# DATA FOR THE TASK
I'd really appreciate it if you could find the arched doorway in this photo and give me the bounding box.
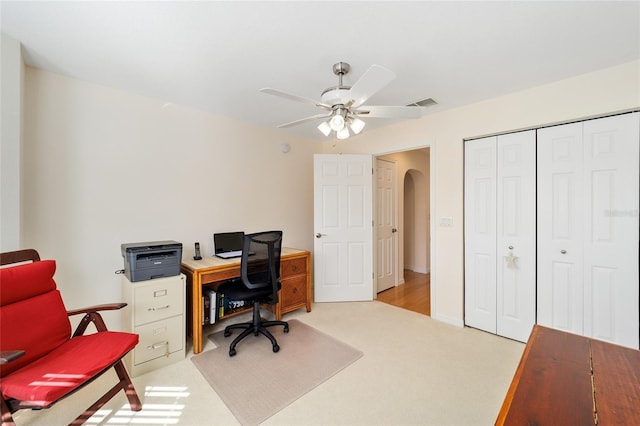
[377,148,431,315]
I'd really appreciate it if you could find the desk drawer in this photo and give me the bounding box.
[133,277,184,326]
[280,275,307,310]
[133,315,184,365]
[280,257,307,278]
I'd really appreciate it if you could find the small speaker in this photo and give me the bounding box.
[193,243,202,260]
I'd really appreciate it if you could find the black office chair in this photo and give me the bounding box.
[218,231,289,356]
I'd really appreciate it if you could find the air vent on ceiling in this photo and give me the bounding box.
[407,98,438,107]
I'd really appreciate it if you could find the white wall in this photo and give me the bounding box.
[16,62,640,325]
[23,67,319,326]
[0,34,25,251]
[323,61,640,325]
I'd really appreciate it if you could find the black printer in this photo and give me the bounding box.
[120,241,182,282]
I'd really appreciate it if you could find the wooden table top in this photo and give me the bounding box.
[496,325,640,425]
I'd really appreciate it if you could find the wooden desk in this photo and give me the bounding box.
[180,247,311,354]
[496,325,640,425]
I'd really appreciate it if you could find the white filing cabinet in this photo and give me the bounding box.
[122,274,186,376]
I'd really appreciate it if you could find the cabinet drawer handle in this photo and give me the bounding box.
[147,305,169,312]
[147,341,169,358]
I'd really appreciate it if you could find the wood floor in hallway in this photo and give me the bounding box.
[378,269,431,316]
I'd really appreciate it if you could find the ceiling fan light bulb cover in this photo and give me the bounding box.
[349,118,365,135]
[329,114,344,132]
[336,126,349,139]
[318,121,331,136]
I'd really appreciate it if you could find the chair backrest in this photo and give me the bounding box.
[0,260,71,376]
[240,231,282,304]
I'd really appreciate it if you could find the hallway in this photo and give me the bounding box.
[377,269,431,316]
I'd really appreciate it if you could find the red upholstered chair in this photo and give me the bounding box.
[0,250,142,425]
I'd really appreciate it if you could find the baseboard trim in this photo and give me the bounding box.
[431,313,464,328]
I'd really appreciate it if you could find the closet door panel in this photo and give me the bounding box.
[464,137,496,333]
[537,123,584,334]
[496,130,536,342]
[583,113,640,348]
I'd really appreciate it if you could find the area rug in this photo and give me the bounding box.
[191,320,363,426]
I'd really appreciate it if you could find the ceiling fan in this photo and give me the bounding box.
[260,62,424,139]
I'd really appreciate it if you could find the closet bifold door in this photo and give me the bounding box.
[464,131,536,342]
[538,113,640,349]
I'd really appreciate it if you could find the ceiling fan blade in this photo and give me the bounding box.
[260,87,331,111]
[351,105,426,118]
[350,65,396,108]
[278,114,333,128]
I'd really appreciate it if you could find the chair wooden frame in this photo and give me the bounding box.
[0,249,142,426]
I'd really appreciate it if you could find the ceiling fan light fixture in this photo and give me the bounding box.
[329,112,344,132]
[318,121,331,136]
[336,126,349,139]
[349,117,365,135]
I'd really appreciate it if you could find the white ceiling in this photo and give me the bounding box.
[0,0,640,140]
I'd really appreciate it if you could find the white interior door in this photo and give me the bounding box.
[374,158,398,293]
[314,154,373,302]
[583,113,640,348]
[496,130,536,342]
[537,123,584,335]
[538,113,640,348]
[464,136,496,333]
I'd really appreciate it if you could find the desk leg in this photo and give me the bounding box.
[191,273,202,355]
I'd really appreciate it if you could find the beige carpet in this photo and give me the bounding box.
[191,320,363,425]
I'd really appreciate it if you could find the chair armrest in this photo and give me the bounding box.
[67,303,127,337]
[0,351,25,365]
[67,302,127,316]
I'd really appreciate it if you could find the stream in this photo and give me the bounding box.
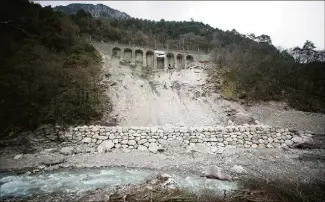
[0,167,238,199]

# WHAT YOU WILL DO
Rewrite every row above, changing "bounding box" to "box coordinates" and leaving everything else as it is. Omit the pictures from your output.

# ANSWER TO THIS EXERCISE
I'd really appreciate it if you could find the arched doorway in this photo and give me the box coordinates.
[377,148,431,315]
I'd really appreciate it if you could find the desk drawer in this photo and give me the box coordinates.
[133,277,184,326]
[280,275,307,310]
[133,315,184,365]
[280,257,307,278]
I'd really appreciate it if you could find the small speaker in this photo and give me the box coordinates.
[193,243,202,260]
I'd really appreciate it if you could find the black office chair in this photo and give me the box coordinates.
[218,231,289,356]
I'd really appreciate it if you could find the air vent on ceiling in this photo and give me the box coordinates.
[407,98,438,107]
I'd really appreciate it if you could find the white wall in this photo and give me the box coordinates.
[16,62,640,325]
[23,67,319,326]
[0,34,25,251]
[323,61,640,325]
I'd really appreciate it if you could find the black printer in this photo and give me the box coordinates.
[120,241,182,282]
I'd really appreciate it if you could find the wooden table top in this photo and give me the box coordinates.
[496,325,640,425]
I'd really appreciate it if you could find the wooden desk in this photo and give me the box coordinates.
[180,247,311,354]
[496,325,640,425]
I'd really appreciate it if you could find the white filing cabinet in this photo and give me the box coordinates.
[122,274,186,376]
I'd really appreciate it if you could find the cabinet drawer handle in this photo and give me the box coordinates.
[147,305,169,312]
[147,341,169,358]
I'd really appreciate it if you could find the wood floor in hallway in this photo and give me the box coordinates.
[378,269,431,316]
I'd really appreciate it if you could find the ceiling fan light bulb cover in this photo and give me the box coordinates.
[349,118,365,135]
[329,114,344,132]
[336,126,349,139]
[318,121,331,136]
I'd really appreciate it if you could find the chair backrest in this photo and give me the box coordinates.
[0,260,71,376]
[240,231,282,304]
I'd really appreciate it if you could find the hallway in this photo and give me the box coordinates.
[377,269,431,316]
I'd really appreciate it if you could find the red upholstered chair in this photo and give me the box coordinates.
[0,250,142,425]
I'd really appreciate it if you could find the baseboard trim in this photo and give me the box coordinates.
[431,313,464,328]
I'd really appreciate it if you could find the closet door panel in this photo and give me the box coordinates.
[464,137,496,333]
[537,123,584,334]
[496,130,536,342]
[583,113,640,348]
I'd really appreciate it if you could find the area rug in this photo and give me the box coordinates.
[191,320,363,426]
I'd really appreciate it if you could find the ceiling fan in this photo and give me the box coordinates.
[260,62,424,139]
I'd really appreciate it if you could find the closet bifold door in this photo and give me the box coordinates.
[464,131,536,342]
[538,113,640,349]
I'd really appreciate it if you could find the ceiling fan blade in this photo and give me the box coordinates.
[260,87,331,111]
[351,105,426,118]
[350,65,396,108]
[278,114,333,128]
I'd really appreciate it if you could find the chair wooden frame in this photo and give me the box coordinates.
[0,249,142,426]
I'd really appreciate it if you could find the ceiling fan light fixture in this photo and give me the box coordinates.
[329,112,344,132]
[318,121,331,136]
[336,126,349,139]
[349,117,365,135]
I'd really appreciate it if you could find the white ceiling in this photo and give me the box coordinates.
[0,0,640,140]
I'd really appreciate it if you could find the white interior door in this photo and give me the box coordinates.
[374,158,398,293]
[314,154,373,302]
[583,113,640,348]
[496,130,536,342]
[537,123,584,335]
[538,113,640,348]
[464,136,496,333]
I'd really appreciate it if you could find the desk leg in this photo and give me the box coordinates.
[191,273,202,355]
I'd really appreciate it if you could find the beige carpet in this photo and give me the box coordinates.
[191,320,363,425]
I'd really appreciate it if you could find the chair armrest in this photo and give me the box coordinates.
[67,303,127,337]
[0,351,25,365]
[67,302,127,316]
I'd really appreciate it if you could find the stream in this photo and give me the box coordinates.
[0,167,238,199]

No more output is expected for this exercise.